------ Supplied information
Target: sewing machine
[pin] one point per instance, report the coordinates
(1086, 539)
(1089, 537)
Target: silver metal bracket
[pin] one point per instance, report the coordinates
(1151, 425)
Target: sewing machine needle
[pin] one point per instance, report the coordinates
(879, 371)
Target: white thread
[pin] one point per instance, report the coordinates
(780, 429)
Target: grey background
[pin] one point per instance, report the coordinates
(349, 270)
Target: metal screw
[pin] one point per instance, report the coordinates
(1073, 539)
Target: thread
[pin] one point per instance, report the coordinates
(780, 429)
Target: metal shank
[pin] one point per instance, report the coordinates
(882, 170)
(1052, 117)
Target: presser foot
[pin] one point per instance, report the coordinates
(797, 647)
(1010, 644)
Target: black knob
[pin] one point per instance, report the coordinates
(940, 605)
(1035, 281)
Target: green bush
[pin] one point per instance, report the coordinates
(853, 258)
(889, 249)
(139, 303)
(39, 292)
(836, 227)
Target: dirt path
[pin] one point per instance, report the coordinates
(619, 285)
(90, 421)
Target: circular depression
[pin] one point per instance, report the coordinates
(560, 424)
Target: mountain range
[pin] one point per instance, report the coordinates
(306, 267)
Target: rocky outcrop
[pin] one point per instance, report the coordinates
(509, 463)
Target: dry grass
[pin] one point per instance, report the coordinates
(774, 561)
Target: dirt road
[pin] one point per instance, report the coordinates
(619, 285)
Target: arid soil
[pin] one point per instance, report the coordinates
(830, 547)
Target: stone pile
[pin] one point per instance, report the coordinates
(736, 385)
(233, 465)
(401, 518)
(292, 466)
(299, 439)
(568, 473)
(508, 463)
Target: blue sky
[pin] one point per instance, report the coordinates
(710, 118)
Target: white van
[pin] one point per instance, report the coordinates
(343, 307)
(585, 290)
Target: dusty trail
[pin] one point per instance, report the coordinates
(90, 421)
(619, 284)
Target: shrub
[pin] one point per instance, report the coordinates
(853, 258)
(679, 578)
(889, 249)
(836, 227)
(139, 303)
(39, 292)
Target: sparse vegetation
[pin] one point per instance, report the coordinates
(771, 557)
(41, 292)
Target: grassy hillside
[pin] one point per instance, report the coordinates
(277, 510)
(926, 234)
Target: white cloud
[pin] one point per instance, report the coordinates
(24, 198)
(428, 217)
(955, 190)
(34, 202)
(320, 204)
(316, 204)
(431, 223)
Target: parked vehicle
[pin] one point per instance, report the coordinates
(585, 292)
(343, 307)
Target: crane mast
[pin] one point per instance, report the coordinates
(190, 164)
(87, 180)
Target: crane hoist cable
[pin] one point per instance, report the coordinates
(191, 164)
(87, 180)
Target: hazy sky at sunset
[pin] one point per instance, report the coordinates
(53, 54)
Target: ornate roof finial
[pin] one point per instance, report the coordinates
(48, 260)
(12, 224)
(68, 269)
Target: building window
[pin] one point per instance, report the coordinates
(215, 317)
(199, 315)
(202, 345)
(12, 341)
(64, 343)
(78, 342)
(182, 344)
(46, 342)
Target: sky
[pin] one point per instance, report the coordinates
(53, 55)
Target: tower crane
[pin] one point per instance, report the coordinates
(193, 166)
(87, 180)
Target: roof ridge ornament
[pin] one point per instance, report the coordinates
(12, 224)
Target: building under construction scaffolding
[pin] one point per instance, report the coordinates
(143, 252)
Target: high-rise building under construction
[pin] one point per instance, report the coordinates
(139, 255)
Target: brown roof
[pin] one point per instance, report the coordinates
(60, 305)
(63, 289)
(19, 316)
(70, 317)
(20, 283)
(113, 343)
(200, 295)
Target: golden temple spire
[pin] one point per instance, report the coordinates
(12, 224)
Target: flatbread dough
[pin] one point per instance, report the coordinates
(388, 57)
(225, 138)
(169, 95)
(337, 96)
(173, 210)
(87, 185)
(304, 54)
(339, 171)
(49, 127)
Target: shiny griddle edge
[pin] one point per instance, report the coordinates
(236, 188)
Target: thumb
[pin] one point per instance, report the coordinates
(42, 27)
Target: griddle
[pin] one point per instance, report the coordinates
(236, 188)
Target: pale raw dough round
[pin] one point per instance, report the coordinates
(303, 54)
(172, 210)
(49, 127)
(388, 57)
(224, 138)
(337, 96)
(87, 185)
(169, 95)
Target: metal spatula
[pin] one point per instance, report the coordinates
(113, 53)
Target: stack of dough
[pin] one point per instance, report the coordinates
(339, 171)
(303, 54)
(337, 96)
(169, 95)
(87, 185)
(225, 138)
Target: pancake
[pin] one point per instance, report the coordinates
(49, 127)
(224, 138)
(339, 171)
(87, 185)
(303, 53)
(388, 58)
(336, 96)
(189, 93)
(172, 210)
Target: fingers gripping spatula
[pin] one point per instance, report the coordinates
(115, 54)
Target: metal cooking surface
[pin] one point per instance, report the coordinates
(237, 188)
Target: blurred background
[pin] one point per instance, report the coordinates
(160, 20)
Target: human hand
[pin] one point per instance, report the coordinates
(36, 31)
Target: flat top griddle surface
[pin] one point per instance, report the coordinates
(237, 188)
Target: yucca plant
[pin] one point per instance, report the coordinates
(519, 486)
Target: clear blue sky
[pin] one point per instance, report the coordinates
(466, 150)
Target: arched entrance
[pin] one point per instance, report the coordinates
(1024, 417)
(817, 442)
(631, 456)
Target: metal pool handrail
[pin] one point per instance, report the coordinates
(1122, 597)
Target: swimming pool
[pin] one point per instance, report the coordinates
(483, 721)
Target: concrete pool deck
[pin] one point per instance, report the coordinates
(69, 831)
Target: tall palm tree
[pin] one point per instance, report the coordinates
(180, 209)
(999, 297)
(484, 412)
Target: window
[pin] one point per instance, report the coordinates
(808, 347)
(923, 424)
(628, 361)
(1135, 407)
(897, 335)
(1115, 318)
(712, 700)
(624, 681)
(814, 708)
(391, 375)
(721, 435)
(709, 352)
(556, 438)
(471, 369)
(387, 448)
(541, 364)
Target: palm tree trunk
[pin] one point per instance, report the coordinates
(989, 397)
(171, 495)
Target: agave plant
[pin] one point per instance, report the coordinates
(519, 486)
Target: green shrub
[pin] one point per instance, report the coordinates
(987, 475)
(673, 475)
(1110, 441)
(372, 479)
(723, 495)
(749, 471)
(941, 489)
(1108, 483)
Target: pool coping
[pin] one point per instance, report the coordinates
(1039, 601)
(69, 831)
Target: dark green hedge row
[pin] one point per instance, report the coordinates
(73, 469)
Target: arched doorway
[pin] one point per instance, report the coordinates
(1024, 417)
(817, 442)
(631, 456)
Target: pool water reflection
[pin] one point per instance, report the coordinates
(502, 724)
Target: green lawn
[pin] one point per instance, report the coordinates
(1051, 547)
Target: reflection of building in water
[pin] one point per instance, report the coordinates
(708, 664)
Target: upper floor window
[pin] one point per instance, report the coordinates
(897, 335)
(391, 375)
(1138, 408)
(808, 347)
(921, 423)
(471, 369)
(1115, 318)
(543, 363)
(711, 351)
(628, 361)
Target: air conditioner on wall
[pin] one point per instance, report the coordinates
------------
● Required action
Count up the lines above in which the word "griddle" appears, and give nothing but that count.

● Answer to the problem
3